• [Problem to work on] Give again, unchanged, the line that contains "I'm trying to find the black smartphone" together with every line that follows it until the entries end.

• [Source material]
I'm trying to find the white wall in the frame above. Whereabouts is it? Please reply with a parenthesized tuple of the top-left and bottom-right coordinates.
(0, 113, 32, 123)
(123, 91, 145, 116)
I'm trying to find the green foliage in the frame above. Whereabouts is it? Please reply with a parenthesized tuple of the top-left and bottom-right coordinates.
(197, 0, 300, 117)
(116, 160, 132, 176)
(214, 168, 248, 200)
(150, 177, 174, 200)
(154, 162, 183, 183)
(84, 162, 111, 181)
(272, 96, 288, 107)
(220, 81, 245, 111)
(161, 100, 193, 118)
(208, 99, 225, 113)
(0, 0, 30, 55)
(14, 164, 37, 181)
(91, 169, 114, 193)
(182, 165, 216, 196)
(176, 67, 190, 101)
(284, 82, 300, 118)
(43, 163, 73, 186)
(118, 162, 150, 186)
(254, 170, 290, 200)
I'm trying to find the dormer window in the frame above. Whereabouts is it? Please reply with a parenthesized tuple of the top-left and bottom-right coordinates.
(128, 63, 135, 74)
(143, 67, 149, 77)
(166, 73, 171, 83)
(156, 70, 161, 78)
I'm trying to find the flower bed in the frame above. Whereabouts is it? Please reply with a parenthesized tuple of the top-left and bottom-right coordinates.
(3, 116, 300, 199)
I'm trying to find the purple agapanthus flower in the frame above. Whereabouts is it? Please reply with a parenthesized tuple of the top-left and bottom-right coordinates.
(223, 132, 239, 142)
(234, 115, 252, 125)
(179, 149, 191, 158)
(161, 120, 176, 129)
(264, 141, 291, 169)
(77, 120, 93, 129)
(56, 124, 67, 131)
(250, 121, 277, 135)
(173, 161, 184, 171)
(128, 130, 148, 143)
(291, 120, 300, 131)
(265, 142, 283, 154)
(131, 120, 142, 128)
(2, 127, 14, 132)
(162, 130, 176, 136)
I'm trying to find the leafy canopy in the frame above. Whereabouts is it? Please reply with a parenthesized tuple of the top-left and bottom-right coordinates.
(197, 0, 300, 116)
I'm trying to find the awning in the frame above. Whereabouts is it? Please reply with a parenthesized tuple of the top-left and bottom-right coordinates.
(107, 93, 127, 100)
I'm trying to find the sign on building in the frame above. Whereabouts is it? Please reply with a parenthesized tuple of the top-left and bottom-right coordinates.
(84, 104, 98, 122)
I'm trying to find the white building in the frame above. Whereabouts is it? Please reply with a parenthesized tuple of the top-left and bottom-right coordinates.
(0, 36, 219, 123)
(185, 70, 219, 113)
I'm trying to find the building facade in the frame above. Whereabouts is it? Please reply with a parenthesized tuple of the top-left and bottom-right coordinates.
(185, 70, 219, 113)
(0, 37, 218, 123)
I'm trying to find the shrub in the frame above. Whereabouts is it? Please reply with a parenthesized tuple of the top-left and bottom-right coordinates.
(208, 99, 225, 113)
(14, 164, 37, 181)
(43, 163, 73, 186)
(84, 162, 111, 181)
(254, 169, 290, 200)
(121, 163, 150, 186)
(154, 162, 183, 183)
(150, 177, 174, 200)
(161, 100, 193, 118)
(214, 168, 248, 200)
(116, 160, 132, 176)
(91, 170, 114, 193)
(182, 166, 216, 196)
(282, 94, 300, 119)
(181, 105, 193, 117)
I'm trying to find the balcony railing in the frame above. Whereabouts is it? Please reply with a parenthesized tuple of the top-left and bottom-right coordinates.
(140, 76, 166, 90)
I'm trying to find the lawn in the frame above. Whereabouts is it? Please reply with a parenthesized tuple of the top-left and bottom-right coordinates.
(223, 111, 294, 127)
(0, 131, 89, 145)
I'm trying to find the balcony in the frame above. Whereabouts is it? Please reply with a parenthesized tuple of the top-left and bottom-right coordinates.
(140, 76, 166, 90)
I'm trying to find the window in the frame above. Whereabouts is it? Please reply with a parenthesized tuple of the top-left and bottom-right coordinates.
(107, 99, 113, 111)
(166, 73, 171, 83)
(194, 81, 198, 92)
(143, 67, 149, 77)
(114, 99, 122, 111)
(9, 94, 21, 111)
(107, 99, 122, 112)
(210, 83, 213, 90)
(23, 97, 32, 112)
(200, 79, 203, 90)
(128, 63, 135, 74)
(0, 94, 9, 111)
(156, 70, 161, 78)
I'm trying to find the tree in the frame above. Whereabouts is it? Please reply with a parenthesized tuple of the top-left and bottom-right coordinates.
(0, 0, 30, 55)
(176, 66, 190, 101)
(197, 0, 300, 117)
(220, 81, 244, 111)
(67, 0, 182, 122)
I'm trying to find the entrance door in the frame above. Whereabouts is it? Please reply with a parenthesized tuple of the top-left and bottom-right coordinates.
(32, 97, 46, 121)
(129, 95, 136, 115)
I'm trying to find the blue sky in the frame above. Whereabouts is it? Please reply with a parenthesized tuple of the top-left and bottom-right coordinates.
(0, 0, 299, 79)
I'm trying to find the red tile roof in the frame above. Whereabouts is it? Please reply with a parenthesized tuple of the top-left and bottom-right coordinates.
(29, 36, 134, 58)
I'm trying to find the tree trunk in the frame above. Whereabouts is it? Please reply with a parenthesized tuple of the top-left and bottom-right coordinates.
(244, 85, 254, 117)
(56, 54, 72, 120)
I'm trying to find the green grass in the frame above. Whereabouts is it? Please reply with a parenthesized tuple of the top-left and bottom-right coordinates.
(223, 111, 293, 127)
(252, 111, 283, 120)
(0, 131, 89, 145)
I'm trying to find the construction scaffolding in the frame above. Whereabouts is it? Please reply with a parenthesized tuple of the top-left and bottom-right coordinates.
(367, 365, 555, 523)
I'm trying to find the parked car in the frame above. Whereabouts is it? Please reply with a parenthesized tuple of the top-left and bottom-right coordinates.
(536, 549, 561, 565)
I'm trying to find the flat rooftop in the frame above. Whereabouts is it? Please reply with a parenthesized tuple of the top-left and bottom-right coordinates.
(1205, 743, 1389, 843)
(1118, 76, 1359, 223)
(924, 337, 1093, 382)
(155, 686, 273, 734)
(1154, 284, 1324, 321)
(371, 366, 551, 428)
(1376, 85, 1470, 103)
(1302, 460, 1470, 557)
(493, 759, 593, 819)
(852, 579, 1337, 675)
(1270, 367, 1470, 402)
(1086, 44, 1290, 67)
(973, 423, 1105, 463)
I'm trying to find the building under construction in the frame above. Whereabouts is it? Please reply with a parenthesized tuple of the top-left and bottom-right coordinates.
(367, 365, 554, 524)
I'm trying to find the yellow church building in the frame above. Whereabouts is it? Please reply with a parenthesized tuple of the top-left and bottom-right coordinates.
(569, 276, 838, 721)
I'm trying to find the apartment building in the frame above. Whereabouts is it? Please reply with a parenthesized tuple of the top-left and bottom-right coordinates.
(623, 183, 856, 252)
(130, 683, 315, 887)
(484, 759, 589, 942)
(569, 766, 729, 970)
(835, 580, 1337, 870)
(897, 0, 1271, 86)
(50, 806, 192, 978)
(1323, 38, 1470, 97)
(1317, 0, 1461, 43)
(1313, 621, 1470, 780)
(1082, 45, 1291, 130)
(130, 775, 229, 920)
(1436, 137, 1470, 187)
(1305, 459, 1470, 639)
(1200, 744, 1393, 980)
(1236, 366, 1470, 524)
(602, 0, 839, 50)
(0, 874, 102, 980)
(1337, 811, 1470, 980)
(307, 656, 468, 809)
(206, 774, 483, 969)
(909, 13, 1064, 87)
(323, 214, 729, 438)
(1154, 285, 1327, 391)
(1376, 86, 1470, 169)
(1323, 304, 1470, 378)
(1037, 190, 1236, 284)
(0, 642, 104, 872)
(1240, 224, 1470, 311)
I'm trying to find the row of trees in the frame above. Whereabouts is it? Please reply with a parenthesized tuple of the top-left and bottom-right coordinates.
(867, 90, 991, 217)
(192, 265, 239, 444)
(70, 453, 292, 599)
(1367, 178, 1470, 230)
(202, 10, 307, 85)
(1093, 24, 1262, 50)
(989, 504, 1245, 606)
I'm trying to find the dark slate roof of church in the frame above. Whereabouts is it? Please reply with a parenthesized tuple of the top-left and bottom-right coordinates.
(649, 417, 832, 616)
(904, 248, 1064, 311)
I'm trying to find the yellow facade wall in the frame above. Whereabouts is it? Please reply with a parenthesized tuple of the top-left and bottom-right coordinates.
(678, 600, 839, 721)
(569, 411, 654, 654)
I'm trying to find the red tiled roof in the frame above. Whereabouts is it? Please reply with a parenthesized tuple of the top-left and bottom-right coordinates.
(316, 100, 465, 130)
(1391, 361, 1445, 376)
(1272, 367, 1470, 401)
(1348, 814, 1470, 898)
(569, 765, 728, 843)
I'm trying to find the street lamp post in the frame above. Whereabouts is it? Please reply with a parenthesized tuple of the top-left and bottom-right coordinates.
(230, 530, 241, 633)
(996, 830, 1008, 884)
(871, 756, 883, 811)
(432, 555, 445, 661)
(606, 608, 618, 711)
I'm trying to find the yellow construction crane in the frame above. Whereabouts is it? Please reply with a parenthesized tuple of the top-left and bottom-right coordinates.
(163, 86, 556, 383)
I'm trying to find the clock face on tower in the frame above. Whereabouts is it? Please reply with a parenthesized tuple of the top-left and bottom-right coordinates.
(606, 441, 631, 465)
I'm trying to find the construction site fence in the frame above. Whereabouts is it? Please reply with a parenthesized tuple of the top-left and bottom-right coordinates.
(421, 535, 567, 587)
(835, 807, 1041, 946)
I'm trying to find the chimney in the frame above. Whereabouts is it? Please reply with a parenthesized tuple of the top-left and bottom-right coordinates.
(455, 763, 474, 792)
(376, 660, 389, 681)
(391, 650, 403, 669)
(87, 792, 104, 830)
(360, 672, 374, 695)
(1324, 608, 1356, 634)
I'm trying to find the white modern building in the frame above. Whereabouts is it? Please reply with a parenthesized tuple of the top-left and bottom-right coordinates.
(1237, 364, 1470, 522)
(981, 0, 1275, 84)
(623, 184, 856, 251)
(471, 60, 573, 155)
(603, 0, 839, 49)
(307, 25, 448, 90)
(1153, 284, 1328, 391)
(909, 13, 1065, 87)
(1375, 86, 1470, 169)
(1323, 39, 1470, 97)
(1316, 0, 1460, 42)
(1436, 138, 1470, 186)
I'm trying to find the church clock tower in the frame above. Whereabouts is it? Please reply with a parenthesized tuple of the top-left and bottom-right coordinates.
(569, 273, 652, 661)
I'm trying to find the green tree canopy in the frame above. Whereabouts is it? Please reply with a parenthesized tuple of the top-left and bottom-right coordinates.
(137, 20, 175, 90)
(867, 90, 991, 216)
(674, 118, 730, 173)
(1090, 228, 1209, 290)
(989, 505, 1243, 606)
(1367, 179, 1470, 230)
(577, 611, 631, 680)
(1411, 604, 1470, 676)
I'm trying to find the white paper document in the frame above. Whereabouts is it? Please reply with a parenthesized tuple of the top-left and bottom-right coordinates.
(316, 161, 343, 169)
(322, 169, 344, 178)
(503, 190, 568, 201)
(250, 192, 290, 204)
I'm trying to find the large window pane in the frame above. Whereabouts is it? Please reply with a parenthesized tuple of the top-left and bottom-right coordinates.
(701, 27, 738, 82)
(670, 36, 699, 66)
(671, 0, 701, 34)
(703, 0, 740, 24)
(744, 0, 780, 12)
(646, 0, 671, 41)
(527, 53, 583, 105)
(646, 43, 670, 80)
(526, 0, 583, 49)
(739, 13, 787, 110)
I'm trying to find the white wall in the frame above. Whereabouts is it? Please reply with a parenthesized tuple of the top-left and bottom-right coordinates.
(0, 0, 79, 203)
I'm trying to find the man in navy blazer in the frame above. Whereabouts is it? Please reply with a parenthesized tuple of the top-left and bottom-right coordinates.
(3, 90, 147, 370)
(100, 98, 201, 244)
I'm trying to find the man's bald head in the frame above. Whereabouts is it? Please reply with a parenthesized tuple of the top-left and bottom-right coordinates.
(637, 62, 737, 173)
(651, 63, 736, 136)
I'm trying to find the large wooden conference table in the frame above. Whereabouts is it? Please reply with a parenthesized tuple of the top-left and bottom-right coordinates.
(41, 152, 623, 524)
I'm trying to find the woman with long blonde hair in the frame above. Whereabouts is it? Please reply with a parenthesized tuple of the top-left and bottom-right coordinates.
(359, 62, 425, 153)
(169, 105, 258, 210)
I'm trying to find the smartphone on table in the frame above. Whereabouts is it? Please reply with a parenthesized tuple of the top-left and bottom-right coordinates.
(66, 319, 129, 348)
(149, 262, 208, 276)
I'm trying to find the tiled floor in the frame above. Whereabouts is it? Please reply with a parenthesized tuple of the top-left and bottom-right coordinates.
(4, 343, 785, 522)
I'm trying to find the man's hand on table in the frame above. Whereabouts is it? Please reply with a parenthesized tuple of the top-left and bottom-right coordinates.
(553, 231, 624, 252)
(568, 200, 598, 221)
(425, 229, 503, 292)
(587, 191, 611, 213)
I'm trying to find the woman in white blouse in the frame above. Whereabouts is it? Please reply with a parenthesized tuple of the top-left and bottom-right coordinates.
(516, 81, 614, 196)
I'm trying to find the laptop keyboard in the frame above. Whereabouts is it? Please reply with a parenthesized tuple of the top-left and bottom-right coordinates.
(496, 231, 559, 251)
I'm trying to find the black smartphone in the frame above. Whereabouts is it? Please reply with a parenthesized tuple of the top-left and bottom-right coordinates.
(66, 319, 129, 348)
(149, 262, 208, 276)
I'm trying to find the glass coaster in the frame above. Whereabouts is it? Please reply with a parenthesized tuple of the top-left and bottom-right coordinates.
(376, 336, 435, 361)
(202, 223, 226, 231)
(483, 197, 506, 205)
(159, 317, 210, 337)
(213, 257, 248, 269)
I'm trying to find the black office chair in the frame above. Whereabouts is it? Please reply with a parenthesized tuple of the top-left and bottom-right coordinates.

• [Exercise solution]
I'm trying to find the black smartphone in the frame above. Whereabouts is it? Please reply with a parenthesized tuple of the top-left and bottom-right coordinates.
(66, 319, 129, 348)
(149, 262, 208, 276)
I'm trying to find the glass coaster in the frame above. Whereabouts is it? Please reply with a parenthesized tuple of the top-left and bottom-right coordinates.
(376, 336, 435, 361)
(202, 223, 226, 231)
(483, 197, 506, 205)
(159, 317, 210, 337)
(213, 257, 248, 269)
I'm trying to find the black office chair in the frame above. Whereabouts is it? Please reply with a parenthesized tuple of the top-left and bottom-right coordinates.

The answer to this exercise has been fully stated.